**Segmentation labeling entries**
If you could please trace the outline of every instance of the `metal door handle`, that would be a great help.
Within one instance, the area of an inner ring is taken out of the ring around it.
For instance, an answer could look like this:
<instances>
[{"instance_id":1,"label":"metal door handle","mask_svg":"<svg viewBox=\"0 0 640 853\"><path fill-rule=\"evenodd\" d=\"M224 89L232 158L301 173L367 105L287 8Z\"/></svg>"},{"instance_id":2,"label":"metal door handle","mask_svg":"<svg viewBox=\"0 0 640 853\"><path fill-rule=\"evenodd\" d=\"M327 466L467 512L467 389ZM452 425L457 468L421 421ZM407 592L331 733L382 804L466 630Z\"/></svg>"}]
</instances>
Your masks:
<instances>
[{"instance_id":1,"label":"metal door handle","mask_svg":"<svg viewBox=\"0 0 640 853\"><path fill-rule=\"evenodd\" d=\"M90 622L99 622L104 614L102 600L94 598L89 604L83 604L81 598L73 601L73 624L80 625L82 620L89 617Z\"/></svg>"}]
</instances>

**TASK DIRECTIONS**
All the entries above need to be reproduced exactly.

**ANSWER FOR THIS EXERCISE**
If you could please trace the outline of every instance of the `metal door handle`, that would be a great help.
Within one instance, the area of an inner ring is taken out of the ring around it.
For instance, an answer could look like this:
<instances>
[{"instance_id":1,"label":"metal door handle","mask_svg":"<svg viewBox=\"0 0 640 853\"><path fill-rule=\"evenodd\" d=\"M224 89L232 158L301 173L367 105L287 8Z\"/></svg>"},{"instance_id":2,"label":"metal door handle","mask_svg":"<svg viewBox=\"0 0 640 853\"><path fill-rule=\"evenodd\" d=\"M327 466L467 512L467 389ZM452 425L457 468L421 421ZM407 592L331 733L382 804L466 630Z\"/></svg>"}]
</instances>
Your masks:
<instances>
[{"instance_id":1,"label":"metal door handle","mask_svg":"<svg viewBox=\"0 0 640 853\"><path fill-rule=\"evenodd\" d=\"M90 622L99 622L104 614L102 600L94 598L89 604L83 604L81 598L73 601L73 624L80 625L82 620L89 617Z\"/></svg>"}]
</instances>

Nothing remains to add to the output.